Excerpts of labeled region data:

--- --- ---

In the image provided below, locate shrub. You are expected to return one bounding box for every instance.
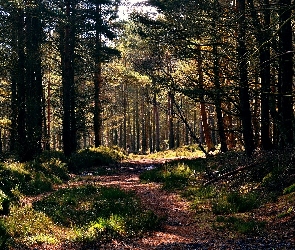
[284,183,295,194]
[212,192,260,214]
[140,162,192,190]
[0,219,9,250]
[69,146,124,172]
[214,216,265,234]
[33,186,160,241]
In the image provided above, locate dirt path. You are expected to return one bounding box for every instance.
[22,161,295,250]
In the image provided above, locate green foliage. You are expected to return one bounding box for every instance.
[2,206,57,245]
[0,155,69,198]
[33,186,159,241]
[283,183,295,194]
[212,192,260,214]
[214,216,265,234]
[69,146,125,172]
[0,219,9,250]
[140,159,204,190]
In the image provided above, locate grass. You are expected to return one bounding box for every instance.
[69,146,126,173]
[212,191,261,215]
[0,186,160,249]
[140,159,207,190]
[129,145,204,159]
[213,216,265,235]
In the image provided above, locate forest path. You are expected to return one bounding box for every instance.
[61,158,221,250]
[22,159,295,250]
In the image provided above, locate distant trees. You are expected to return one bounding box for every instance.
[128,0,294,156]
[0,0,294,160]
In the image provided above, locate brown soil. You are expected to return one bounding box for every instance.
[19,160,295,250]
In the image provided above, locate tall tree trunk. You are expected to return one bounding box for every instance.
[94,3,102,147]
[16,9,27,159]
[60,0,76,156]
[197,46,215,152]
[279,0,294,147]
[213,44,227,152]
[237,0,255,156]
[153,93,160,152]
[168,91,175,149]
[248,0,272,150]
[24,6,43,160]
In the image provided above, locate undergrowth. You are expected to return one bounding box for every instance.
[140,150,295,234]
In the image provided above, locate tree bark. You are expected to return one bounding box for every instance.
[237,0,255,156]
[60,0,76,156]
[279,0,294,147]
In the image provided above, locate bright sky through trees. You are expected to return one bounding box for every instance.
[119,0,156,19]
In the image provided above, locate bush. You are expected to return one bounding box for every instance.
[214,216,265,234]
[0,220,9,250]
[33,186,160,241]
[69,146,125,172]
[283,183,295,194]
[212,192,260,214]
[140,162,192,190]
[0,153,69,199]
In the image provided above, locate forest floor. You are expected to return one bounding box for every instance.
[22,159,295,250]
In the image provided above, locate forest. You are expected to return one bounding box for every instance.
[0,0,295,249]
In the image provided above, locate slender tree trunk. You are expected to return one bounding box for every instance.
[279,0,294,147]
[197,46,214,152]
[16,9,27,157]
[93,3,102,147]
[60,0,76,156]
[237,0,255,156]
[213,45,227,152]
[24,7,43,160]
[249,0,272,150]
[168,92,175,149]
[153,93,160,152]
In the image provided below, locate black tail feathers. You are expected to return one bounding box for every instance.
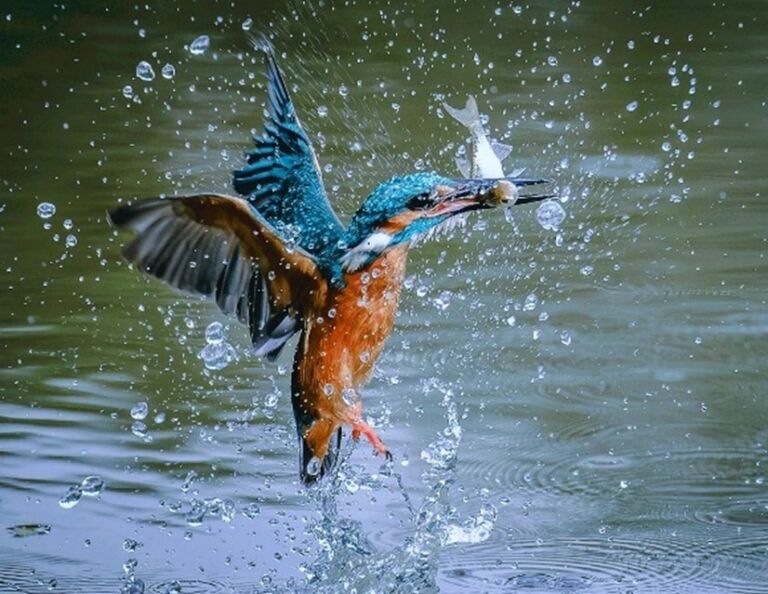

--- --- ---

▶ _Exercise task_:
Write out the rows again, starting at the line that has "In the image provided above, locate bright" and stopping after the line that has "[0,153,69,199]". Swap "bush" for "hedge" and change nothing else.

▶ _Result for this exercise_:
In the image provided above, locate bright sky through trees. You are expected to return one bounding box for every instance.
[119,0,156,19]
In the image provided above, locate hedge. You are expected to return one bounding box for every instance.
[214,216,265,234]
[0,220,9,250]
[33,186,160,241]
[69,146,125,172]
[283,183,295,194]
[212,192,260,214]
[140,162,192,190]
[0,153,69,199]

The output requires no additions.